_SUPPLIED DATA_.
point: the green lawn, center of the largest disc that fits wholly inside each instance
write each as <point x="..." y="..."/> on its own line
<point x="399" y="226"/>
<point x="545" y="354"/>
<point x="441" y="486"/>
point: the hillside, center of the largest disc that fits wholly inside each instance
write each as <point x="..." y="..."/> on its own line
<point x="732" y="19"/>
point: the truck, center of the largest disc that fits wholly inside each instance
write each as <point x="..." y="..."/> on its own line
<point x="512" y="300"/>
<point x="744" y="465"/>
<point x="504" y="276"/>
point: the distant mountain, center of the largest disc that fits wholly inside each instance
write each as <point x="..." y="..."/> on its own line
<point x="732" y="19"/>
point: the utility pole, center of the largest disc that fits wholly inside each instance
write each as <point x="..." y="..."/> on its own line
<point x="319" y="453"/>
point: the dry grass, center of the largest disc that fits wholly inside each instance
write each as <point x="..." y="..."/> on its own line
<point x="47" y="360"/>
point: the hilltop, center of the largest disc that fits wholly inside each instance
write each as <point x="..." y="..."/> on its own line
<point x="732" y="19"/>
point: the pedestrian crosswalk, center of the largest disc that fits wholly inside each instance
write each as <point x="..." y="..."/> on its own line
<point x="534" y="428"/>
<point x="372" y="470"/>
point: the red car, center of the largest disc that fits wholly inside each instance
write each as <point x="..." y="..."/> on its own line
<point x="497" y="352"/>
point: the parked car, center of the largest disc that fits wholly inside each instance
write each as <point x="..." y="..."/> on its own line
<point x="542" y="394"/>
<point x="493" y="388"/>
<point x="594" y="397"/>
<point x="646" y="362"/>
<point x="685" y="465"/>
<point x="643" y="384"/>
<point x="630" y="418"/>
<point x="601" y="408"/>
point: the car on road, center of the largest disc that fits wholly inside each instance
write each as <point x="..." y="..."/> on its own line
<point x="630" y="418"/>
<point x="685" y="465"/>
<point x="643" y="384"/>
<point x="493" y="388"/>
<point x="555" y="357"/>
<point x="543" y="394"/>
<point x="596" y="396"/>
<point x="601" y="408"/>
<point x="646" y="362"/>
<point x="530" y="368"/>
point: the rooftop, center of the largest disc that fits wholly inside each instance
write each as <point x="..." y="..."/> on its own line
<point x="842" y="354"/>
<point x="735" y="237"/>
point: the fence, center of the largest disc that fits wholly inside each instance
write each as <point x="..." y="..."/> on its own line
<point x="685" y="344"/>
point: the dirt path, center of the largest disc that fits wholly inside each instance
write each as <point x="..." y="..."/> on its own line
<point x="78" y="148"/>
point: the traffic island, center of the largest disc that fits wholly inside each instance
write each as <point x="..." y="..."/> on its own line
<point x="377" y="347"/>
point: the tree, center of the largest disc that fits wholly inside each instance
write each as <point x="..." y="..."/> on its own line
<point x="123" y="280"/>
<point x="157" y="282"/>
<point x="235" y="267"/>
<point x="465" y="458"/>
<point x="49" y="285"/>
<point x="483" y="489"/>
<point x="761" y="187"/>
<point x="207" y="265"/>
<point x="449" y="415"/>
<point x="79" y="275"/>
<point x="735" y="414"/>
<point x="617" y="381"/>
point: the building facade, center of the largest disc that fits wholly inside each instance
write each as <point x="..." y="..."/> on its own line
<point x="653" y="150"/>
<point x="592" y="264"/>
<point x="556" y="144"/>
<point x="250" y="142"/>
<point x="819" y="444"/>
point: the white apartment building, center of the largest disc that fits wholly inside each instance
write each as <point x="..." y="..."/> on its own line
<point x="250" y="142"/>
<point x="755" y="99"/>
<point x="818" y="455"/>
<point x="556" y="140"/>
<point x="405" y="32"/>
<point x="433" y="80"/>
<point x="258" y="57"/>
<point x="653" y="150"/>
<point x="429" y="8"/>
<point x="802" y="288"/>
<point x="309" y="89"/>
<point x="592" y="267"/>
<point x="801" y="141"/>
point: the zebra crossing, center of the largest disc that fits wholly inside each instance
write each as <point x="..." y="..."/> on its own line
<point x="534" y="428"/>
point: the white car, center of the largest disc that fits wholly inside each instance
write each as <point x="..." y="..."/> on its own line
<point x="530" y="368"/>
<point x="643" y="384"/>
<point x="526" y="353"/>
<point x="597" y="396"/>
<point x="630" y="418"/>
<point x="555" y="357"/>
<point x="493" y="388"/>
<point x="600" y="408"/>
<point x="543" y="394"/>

---

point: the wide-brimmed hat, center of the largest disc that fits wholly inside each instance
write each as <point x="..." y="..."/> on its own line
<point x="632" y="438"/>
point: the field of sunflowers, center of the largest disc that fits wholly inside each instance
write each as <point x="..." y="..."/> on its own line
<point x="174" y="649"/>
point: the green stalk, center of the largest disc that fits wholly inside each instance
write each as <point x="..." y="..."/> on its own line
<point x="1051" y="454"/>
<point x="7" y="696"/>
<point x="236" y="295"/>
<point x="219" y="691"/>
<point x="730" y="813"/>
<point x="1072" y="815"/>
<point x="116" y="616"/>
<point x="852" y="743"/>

* * *

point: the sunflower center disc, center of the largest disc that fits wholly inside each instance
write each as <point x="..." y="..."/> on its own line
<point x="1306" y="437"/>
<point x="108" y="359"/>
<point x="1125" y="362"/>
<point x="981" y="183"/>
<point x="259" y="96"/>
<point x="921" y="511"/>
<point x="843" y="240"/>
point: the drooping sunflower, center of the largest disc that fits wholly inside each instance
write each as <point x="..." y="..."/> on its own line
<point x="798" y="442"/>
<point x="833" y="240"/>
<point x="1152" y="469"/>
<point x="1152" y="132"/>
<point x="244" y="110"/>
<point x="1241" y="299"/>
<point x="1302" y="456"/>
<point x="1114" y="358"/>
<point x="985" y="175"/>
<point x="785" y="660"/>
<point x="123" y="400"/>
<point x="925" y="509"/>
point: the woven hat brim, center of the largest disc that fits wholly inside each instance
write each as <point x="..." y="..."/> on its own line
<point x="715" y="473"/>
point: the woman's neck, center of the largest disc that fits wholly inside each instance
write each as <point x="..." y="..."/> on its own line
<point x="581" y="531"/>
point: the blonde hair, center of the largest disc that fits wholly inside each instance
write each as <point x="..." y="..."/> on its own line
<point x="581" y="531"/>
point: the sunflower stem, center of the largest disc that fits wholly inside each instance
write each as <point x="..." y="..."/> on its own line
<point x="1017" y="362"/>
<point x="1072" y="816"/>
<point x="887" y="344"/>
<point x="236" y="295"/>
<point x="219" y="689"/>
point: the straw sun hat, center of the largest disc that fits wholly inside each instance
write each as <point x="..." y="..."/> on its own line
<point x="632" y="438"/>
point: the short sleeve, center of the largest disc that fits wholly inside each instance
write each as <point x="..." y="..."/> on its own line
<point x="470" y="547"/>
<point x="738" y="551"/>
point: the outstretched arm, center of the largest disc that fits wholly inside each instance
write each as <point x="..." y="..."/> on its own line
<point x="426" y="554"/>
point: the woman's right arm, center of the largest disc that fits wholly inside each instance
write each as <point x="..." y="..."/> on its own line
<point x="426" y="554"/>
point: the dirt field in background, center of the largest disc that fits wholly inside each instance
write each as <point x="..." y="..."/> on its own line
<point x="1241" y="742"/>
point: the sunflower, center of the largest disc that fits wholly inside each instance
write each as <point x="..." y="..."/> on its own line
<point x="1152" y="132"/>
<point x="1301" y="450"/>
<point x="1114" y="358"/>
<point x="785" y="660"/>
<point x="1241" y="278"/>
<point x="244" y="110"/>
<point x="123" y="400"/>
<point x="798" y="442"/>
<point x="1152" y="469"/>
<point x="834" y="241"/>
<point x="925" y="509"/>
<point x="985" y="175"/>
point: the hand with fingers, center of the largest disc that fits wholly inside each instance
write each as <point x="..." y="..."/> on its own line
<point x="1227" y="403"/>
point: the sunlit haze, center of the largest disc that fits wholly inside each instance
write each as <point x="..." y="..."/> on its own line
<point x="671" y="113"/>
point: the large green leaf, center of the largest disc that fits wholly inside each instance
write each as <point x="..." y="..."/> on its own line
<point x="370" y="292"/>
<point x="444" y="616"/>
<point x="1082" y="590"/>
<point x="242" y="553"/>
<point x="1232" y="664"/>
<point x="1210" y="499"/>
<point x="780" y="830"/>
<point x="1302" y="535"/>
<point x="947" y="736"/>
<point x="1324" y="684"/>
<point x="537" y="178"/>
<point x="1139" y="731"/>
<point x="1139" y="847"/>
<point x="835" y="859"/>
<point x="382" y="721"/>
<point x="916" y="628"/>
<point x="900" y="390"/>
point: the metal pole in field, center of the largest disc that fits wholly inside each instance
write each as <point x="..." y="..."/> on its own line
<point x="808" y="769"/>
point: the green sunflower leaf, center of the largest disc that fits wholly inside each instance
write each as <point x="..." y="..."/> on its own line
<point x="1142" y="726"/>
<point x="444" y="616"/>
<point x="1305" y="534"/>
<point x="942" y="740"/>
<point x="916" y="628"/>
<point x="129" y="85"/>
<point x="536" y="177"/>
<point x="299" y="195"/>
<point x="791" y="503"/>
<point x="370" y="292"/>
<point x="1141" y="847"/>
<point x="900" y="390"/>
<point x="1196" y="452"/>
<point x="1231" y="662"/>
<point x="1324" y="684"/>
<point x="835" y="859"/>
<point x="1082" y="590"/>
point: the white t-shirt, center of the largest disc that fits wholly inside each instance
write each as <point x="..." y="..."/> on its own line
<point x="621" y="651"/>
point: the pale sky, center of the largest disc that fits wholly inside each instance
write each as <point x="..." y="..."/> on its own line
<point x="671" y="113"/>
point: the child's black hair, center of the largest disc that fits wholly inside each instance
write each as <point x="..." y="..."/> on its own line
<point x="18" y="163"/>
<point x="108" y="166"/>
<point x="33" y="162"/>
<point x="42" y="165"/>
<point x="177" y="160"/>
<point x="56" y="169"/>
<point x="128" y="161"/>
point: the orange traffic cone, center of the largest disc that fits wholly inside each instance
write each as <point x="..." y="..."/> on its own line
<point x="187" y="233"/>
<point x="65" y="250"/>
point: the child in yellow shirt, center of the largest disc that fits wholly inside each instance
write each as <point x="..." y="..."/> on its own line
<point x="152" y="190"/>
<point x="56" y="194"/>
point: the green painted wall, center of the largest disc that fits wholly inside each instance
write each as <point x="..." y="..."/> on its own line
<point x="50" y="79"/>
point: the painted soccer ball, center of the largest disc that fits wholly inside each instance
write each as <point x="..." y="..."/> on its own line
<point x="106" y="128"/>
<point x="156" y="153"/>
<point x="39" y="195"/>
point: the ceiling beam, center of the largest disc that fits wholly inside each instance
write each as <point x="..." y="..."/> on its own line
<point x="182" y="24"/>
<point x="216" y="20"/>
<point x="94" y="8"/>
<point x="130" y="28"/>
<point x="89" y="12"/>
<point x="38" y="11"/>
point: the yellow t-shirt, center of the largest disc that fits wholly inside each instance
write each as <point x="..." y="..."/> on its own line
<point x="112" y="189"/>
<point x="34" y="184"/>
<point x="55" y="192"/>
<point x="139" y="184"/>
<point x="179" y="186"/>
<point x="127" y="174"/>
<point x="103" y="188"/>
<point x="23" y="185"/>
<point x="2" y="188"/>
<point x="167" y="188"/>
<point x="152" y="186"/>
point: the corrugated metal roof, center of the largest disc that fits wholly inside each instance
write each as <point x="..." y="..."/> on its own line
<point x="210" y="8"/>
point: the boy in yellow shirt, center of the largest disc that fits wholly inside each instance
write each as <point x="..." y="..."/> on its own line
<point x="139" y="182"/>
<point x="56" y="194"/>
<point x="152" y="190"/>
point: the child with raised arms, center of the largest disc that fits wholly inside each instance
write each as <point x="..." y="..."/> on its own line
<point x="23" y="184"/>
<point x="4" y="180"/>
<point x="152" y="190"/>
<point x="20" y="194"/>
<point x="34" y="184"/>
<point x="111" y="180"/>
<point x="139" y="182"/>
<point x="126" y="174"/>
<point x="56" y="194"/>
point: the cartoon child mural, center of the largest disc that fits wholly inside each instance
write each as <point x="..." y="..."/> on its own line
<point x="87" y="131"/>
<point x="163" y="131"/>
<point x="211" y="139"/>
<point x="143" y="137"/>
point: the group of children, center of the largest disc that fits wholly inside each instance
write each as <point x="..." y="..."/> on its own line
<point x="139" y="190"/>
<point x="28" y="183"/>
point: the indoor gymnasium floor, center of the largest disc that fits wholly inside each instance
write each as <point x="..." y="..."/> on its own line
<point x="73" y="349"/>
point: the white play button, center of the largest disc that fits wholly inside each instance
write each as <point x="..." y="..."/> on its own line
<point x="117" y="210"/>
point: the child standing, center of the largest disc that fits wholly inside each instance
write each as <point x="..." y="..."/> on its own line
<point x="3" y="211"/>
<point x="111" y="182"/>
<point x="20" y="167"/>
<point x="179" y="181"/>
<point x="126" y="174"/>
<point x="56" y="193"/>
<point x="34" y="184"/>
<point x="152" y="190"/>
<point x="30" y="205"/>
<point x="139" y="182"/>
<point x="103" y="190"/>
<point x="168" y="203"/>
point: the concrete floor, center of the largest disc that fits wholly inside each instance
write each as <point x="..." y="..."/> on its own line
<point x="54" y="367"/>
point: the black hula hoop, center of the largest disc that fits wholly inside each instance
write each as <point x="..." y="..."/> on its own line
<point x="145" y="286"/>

_INSTRUCTIONS FOR THE TASK_.
From the records, copy every line that has the string "hair" in it.

_ANSWER SPACE_.
point: the blonde hair, center of the largest disc that fits wholly inside each instance
point: the child's black hair, center of the largest disc that fits wholly inside each instance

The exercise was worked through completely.